**TASK STATEMENT:** Put the lines of the records into a JSON list of strings, one string per line and no blank lines, starting with the first line and going on through the line containing "pixel 750 347".

-- Begin MATERIAL FOR THIS TASK --

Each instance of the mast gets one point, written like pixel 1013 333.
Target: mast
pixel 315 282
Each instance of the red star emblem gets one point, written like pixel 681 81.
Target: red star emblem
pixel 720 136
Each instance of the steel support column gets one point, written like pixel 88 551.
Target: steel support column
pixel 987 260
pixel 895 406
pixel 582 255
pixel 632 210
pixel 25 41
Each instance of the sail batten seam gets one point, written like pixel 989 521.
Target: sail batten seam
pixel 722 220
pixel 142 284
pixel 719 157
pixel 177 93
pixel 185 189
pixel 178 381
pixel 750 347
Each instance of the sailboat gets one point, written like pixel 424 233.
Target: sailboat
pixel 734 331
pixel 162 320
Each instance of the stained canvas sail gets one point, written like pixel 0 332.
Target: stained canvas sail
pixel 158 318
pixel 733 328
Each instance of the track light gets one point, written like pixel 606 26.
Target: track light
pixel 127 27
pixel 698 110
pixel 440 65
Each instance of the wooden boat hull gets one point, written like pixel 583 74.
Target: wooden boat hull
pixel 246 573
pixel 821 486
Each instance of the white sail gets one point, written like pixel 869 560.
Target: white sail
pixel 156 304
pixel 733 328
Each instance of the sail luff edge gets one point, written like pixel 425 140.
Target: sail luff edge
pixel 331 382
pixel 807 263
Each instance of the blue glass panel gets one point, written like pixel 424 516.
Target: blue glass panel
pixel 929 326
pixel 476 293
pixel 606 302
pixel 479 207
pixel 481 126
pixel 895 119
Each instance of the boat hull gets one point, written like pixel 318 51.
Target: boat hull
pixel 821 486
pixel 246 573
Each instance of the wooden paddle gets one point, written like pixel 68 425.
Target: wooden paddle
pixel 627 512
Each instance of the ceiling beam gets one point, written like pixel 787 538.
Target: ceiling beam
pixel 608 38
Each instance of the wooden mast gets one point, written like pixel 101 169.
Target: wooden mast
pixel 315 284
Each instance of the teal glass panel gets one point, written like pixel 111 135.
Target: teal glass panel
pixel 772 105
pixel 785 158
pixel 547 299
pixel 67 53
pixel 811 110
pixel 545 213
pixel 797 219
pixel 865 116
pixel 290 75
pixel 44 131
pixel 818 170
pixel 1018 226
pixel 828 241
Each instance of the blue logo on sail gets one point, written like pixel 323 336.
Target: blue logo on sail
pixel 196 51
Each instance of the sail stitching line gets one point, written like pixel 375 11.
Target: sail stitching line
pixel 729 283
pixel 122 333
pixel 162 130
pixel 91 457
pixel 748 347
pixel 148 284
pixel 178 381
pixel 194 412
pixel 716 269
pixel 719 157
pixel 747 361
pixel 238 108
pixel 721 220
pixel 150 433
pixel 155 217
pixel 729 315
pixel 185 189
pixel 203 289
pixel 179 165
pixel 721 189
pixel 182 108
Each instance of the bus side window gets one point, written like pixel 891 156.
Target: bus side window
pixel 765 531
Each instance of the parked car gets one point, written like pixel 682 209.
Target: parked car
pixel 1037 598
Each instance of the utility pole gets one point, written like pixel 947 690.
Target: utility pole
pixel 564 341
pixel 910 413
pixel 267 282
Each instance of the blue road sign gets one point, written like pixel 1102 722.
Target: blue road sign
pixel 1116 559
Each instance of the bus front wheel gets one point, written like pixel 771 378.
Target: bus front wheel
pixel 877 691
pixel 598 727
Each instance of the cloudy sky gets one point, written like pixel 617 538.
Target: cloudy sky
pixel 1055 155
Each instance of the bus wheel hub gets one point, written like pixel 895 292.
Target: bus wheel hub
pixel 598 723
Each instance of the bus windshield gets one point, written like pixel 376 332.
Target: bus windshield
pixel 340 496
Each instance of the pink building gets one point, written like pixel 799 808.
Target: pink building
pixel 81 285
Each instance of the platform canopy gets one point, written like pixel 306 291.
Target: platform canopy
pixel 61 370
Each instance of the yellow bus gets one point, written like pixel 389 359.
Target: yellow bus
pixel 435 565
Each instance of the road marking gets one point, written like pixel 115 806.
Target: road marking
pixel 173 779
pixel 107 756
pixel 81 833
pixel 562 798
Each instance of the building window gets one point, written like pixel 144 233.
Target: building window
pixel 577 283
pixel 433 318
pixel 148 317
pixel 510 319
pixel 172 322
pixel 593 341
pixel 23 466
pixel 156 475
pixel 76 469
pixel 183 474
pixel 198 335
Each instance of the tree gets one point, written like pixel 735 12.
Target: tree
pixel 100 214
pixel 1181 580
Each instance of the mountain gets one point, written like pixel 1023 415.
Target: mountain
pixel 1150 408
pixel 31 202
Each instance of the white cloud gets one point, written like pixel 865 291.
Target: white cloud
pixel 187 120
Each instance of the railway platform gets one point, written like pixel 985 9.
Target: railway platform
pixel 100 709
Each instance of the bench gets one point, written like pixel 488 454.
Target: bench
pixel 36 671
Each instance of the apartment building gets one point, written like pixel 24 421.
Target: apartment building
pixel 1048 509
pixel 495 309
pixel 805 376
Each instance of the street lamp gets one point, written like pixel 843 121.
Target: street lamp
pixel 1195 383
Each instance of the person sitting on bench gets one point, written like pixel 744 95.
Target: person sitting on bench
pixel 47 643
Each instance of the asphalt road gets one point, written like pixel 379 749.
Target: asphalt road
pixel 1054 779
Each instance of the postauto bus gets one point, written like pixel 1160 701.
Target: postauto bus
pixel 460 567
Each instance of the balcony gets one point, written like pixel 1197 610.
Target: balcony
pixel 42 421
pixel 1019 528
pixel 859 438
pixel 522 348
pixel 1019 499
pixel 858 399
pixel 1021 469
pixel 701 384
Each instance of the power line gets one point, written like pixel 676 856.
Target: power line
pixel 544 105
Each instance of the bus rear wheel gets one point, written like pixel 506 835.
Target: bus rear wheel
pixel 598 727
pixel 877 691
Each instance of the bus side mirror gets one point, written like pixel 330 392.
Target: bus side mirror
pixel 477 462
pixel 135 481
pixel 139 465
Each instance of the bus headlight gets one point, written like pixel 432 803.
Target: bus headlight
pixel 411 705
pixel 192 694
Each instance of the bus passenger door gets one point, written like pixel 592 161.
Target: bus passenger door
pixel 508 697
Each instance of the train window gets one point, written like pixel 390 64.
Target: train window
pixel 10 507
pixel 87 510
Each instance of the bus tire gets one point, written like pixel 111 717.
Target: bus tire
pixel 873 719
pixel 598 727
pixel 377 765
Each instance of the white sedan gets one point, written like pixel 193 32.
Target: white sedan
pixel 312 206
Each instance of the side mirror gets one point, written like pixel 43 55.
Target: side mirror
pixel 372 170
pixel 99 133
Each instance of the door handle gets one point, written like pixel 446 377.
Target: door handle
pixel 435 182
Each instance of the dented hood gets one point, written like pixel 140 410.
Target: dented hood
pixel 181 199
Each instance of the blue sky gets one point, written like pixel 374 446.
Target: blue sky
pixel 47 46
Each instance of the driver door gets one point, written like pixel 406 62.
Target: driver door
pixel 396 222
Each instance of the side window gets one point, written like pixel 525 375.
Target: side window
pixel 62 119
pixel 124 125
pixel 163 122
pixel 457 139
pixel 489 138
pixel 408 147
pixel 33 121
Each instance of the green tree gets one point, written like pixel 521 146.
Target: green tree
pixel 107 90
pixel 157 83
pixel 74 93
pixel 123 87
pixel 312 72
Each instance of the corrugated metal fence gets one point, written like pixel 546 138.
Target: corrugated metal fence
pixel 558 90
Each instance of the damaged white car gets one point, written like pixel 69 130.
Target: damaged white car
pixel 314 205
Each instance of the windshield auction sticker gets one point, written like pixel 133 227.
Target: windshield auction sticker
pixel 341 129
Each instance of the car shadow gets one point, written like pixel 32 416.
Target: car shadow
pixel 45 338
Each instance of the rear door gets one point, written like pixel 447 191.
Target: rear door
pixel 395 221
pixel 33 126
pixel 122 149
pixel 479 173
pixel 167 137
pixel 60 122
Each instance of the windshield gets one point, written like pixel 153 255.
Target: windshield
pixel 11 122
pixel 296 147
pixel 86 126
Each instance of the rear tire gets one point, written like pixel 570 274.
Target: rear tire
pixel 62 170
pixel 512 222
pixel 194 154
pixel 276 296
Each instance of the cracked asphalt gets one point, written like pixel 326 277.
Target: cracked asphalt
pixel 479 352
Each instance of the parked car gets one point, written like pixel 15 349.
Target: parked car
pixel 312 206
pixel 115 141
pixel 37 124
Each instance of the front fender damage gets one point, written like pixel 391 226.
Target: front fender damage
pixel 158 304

-- End MATERIAL FOR THIS TASK --

**EXERCISE ANSWER:**
[
  "Each instance of the mast gets one point, written like pixel 1013 333.",
  "Target: mast",
  "pixel 315 282",
  "Each instance of the red star emblem gets one point, written like pixel 681 81.",
  "Target: red star emblem",
  "pixel 720 136",
  "Each instance of the steel support column gets one point, written like pixel 88 551.",
  "Target: steel support column",
  "pixel 987 260",
  "pixel 895 406",
  "pixel 582 255",
  "pixel 632 210",
  "pixel 25 41",
  "Each instance of the sail batten seam gets one point, written like pixel 989 521.",
  "Target: sail batten seam",
  "pixel 722 220",
  "pixel 142 284",
  "pixel 719 157",
  "pixel 177 93",
  "pixel 185 189",
  "pixel 178 381",
  "pixel 750 347"
]